[EXERCISE BRIEF]:
Extract the records below word for word and ignore the images.

[PROVIDED DATA]:
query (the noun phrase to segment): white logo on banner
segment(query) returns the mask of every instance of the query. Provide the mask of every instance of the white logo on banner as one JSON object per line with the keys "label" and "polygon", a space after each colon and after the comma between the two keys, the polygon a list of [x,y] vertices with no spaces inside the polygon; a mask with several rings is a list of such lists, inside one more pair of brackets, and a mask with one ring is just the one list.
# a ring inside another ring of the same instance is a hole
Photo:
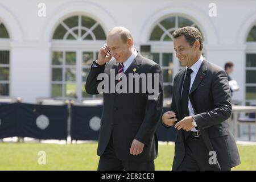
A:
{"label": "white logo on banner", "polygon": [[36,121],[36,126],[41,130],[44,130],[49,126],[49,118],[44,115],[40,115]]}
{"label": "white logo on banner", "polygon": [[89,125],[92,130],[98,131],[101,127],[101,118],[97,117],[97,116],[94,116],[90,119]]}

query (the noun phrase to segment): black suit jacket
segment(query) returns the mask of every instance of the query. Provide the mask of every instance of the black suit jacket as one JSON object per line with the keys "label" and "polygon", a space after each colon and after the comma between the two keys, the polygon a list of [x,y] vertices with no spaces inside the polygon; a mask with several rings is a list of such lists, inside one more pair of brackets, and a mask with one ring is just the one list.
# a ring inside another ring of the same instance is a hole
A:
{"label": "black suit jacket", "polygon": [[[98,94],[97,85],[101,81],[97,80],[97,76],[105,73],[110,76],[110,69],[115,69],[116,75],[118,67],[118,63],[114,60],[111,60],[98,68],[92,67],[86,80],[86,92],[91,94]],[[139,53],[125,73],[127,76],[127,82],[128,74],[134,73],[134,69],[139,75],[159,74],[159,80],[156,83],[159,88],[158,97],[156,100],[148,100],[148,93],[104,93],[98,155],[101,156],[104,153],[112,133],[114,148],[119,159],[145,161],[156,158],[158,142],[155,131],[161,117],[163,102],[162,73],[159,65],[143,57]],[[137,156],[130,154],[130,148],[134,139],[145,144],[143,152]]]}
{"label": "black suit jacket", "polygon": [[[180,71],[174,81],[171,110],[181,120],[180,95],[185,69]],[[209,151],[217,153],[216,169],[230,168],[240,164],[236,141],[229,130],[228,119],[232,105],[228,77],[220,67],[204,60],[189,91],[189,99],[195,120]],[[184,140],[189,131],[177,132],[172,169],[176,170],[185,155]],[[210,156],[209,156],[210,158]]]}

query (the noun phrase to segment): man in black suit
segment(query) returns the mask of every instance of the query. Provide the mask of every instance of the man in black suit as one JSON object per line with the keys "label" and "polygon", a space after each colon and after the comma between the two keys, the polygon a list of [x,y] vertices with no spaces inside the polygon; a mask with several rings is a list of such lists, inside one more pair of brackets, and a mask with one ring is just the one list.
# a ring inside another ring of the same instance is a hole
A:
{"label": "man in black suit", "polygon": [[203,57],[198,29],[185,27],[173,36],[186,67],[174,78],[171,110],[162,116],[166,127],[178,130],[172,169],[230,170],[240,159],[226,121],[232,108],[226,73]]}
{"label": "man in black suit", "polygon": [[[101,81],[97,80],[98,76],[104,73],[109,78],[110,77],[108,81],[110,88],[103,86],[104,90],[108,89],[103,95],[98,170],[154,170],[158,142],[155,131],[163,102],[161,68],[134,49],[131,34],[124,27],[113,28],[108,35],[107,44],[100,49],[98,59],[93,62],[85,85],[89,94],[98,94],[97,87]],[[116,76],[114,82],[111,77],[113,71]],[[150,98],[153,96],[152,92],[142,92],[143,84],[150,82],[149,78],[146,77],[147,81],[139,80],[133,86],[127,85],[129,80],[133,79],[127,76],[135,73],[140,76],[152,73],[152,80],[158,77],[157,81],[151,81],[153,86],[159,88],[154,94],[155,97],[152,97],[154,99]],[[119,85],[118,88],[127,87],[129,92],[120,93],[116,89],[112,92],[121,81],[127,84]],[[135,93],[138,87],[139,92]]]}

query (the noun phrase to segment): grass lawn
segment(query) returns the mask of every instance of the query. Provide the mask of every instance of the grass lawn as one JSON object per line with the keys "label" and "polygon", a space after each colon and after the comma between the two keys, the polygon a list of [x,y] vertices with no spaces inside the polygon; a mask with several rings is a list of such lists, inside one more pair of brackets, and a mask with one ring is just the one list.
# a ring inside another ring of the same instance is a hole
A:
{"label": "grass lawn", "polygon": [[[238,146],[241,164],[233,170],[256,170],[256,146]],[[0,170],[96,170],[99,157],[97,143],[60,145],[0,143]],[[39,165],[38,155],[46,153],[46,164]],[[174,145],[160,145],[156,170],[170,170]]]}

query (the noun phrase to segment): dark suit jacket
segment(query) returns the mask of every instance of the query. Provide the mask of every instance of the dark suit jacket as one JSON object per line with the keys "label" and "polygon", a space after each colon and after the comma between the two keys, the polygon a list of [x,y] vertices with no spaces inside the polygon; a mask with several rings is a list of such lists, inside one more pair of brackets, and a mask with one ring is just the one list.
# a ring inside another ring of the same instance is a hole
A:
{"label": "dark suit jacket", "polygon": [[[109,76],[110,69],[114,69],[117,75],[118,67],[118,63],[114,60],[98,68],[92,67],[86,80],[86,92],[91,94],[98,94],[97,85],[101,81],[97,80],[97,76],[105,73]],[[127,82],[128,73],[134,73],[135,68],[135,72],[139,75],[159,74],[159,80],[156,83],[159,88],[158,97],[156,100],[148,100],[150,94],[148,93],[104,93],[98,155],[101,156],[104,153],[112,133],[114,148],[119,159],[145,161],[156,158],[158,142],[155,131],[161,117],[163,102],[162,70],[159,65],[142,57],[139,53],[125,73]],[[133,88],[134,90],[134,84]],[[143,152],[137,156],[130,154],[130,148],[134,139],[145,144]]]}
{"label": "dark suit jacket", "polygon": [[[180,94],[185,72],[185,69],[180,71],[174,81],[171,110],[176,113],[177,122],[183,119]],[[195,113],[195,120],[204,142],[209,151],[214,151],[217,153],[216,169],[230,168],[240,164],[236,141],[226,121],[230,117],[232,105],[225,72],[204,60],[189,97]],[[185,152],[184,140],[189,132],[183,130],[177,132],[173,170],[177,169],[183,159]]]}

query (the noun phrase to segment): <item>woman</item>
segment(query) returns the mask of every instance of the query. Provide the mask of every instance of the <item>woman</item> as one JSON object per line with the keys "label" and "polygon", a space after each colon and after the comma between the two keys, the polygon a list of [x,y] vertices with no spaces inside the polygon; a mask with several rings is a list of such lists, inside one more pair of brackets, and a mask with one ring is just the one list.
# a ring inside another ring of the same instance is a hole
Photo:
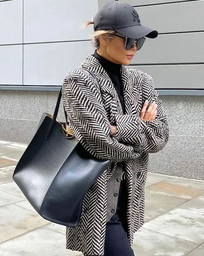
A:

[TASK ANSWER]:
query (the noun phrase to segment): white logo on banner
segment(query) returns the mask of every instance of the query. Provide the mask of every instance of the white logo on banner as one JSON object per line with the keys "label" and "polygon", a space after each colon and after the comma between the two keys, the polygon a list of [x,y] vertices with no spaces inside the polygon; a mask with several rings is a list of such lists, inside one more pair of brackets, and a mask with one ring is just the one list.
# a ring inside another ring of the same instance is a hole
Photo:
A:
{"label": "white logo on banner", "polygon": [[36,121],[36,126],[41,130],[44,130],[49,126],[49,118],[44,115],[40,115]]}
{"label": "white logo on banner", "polygon": [[89,125],[92,130],[98,131],[101,127],[101,118],[97,117],[97,116],[94,116],[90,119]]}

query (the noun phrase to segment): black suit jacket
segment(query) returns the mask of every instance of the query. Provide the mask of every instance of the black suit jacket as one JSON object per line with the keys "label" and "polygon", a space after each colon and after the comma between the two keys, the polygon a list of [x,y] vertices with no spaces inside the polygon; a mask with several rings is a list of such lists, inside one more pair of brackets, and a mask with one ring is just the one list.
# a ring inside another ring of the same instance is a hole
A:
{"label": "black suit jacket", "polygon": [[[98,94],[97,85],[101,81],[97,80],[97,76],[105,73],[110,76],[110,69],[115,69],[116,75],[118,67],[118,63],[114,60],[111,60],[98,68],[92,67],[86,80],[86,92],[91,94]],[[139,53],[125,73],[127,76],[127,82],[128,74],[134,73],[134,69],[139,75],[159,74],[159,80],[156,83],[159,88],[158,97],[156,100],[148,100],[148,93],[104,93],[98,155],[101,156],[104,153],[112,133],[114,148],[119,159],[145,161],[156,158],[158,142],[155,131],[161,117],[163,102],[162,73],[159,65],[143,57]],[[137,156],[130,154],[130,148],[134,139],[145,144],[143,152]]]}
{"label": "black suit jacket", "polygon": [[[180,71],[174,81],[171,110],[181,120],[180,95],[185,69]],[[209,151],[217,153],[216,169],[230,168],[240,164],[236,141],[229,130],[228,119],[232,105],[228,77],[220,67],[204,60],[189,91],[189,99],[195,120]],[[184,140],[189,131],[177,132],[172,169],[176,170],[185,155]],[[210,156],[209,156],[210,158]]]}

query (the noun phrase to segment): man in black suit
segment(query) returns the mask of every instance of the query. Provide the mask of every instance of the man in black suit as one JSON object per line with the keys "label" and "polygon", a space after each colon and after the comma between the two keys, the polygon a list of [x,y] vertices with no spaces inside the polygon; a mask with several rings is a list of such lists, inside one more pair of brackets, and a mask with one ring is just the one list.
# a ring inside another ring of the same instance is a hole
A:
{"label": "man in black suit", "polygon": [[203,57],[198,29],[185,27],[173,36],[186,67],[174,78],[171,110],[162,116],[166,127],[178,130],[172,169],[230,170],[240,159],[226,121],[232,108],[226,73]]}
{"label": "man in black suit", "polygon": [[[101,81],[97,80],[98,76],[104,73],[109,78],[110,77],[108,81],[110,88],[103,86],[104,90],[108,89],[103,95],[98,170],[154,170],[158,142],[155,131],[163,102],[161,68],[134,49],[131,34],[124,27],[113,28],[108,35],[107,44],[100,49],[98,59],[93,62],[85,85],[89,94],[98,94],[97,87]],[[116,76],[114,82],[111,77],[113,71]],[[150,98],[153,96],[152,92],[142,92],[143,84],[150,82],[149,78],[146,77],[147,81],[139,80],[133,86],[127,85],[129,80],[133,79],[127,76],[135,73],[140,76],[152,73],[152,80],[158,77],[157,81],[151,81],[153,86],[159,88],[154,94],[155,97],[152,97],[154,99]],[[119,85],[118,88],[127,87],[129,92],[120,93],[116,89],[112,92],[121,81],[127,84]],[[135,93],[138,87],[139,92]]]}

query (the noun phrase to segment): grass lawn
segment(query) returns the mask of every instance of the query. Provide the mask of every instance of the grass lawn as one JSON object per line with the keys "label" and "polygon", a space after each colon and after the comma between the two keys, the polygon a list of [x,y] vertices with no spaces inside the polygon; a mask with several rings is a list of such lists, inside one more pair of brackets, and a mask with one ring is just the one list.
# a ring inside another ring of the same instance is a hole
A:
{"label": "grass lawn", "polygon": [[[238,146],[241,164],[233,170],[256,170],[256,146]],[[0,170],[96,170],[99,157],[97,143],[60,145],[0,143]],[[39,165],[38,155],[46,153],[46,164]],[[174,145],[160,145],[156,170],[170,170]]]}

query (the noun phrase to segment): dark suit jacket
segment(query) returns the mask of every instance of the query. Provide the mask of every instance of the dark suit jacket as one JSON object per line with the keys "label" and "polygon", a space after each colon and after the comma between the two keys, the polygon a list of [x,y] vertices with no spaces inside the polygon; a mask with several rings is a list of such lists, inside one more pair of brackets, and a mask with one ring is just the one list.
# a ring inside another ring of the same instance is a hole
A:
{"label": "dark suit jacket", "polygon": [[[109,76],[110,69],[114,69],[117,75],[118,67],[118,63],[114,60],[98,68],[92,67],[86,80],[86,92],[91,94],[98,94],[97,85],[101,81],[97,80],[97,76],[105,73]],[[127,82],[128,73],[134,73],[135,68],[135,72],[139,75],[159,74],[159,80],[156,83],[159,88],[158,97],[156,100],[148,100],[150,94],[148,93],[104,93],[98,155],[101,156],[104,153],[112,133],[114,148],[119,159],[145,161],[156,158],[158,142],[155,131],[161,117],[163,102],[162,70],[159,65],[142,57],[139,53],[125,73]],[[133,88],[134,90],[134,84]],[[143,152],[137,156],[130,154],[130,148],[134,139],[145,144]]]}
{"label": "dark suit jacket", "polygon": [[[180,94],[185,72],[185,69],[180,71],[174,81],[171,110],[176,113],[177,122],[183,119]],[[195,113],[195,120],[204,142],[209,151],[214,151],[217,153],[216,169],[230,168],[240,164],[236,141],[226,121],[230,117],[232,105],[225,72],[204,60],[189,97]],[[185,152],[184,140],[189,132],[183,130],[177,132],[173,170],[177,169],[183,159]]]}

query (the noun phrase to segment): <item>woman</item>
segment(query) returns the mask of every instance of the query. Provide the mask of every instance of the <item>woman</item> as one JSON object per line with the keys "label" and "polygon", a space after each colon and after the comma between the two keys, the polygon a list of [x,y] vertices with no spaces inside the polygon; a mask with several rings is a list of such lists, inside one more pair of brackets, and a mask with one ring is just the one list.
# a ring inside another ring of the same instance is a hole
Photo:
A:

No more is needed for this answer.